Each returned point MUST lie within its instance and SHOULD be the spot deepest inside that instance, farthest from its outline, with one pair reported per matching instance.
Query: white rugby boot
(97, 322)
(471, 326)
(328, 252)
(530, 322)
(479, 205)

* * *

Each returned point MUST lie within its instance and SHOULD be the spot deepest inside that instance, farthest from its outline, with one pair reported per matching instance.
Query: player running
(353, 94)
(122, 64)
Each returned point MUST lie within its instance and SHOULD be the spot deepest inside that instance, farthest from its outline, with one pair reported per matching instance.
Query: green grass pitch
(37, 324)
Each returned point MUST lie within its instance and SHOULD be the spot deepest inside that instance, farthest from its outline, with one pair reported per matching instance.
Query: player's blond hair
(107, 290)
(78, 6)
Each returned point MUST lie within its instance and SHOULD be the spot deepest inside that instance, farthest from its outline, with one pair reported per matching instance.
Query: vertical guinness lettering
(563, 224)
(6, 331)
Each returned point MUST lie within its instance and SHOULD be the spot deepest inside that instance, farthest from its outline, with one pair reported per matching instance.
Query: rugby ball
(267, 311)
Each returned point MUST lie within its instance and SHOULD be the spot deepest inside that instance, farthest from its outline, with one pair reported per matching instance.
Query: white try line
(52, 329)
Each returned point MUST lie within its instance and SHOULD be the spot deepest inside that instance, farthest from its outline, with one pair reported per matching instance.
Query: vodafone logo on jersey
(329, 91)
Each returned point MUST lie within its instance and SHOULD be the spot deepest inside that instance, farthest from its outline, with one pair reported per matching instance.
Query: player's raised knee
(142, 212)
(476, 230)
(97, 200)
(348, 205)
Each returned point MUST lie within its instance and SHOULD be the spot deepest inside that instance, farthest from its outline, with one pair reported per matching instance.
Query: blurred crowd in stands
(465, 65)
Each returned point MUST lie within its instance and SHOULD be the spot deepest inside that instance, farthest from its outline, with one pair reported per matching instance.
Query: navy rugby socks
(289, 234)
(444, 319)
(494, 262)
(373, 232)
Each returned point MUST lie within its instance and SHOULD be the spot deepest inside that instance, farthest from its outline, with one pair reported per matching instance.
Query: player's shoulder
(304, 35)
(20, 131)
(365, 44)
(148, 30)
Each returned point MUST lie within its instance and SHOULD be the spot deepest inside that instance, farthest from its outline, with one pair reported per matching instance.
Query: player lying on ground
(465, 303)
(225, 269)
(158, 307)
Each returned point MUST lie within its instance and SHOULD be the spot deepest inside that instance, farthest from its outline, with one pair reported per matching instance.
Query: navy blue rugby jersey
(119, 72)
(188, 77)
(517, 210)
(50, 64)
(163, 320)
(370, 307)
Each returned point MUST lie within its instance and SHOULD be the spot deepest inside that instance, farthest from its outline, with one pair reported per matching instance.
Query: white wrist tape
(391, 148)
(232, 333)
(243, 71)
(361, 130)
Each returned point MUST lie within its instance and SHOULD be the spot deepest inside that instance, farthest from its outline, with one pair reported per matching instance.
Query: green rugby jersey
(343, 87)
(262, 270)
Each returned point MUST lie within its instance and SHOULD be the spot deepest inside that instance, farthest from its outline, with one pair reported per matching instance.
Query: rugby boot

* * *

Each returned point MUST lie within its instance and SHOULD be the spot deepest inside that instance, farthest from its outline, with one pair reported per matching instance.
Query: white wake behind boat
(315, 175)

● **WHAT NEEDS TO BE DONE**
Give only the lines from the one holding "Query: green rugby jersey" through the one holding "Query: rugby boot", each restated exactly as it appears above.

● **TASK ANSWER**
Query: green rugby jersey
(343, 87)
(262, 270)
Each returned point MUST lie within its instance and SHOULD be the spot deepest inside that instance, farthest from its outline, with one pair reported per matching instance.
Query: rugby boot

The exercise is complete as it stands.